## What the task asks:
Reproduce the entries exactly as they appear below.

--- --- ---

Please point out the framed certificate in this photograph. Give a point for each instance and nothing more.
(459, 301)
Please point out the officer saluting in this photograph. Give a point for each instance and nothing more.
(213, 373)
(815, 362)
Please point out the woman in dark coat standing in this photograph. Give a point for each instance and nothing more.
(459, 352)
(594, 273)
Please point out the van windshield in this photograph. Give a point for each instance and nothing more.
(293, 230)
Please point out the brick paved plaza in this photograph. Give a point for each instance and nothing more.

--- --- ---

## Exercise response:
Please point out the framed certificate in this photograph. Give a point for each instance and nothing more.
(459, 301)
Please point out the officer saluting in this photograph. Give a point for each instance and nothing more.
(213, 373)
(815, 362)
Please point out the woman in dark coat standing in this photograph. Give a point for each instance and nothing more.
(459, 352)
(594, 273)
Please point out the van windshield in this photograph. Give a point for each instance and nothing more.
(293, 230)
Please point out the brick paved plaza in this photograph. Give a point for each instance and nothing more.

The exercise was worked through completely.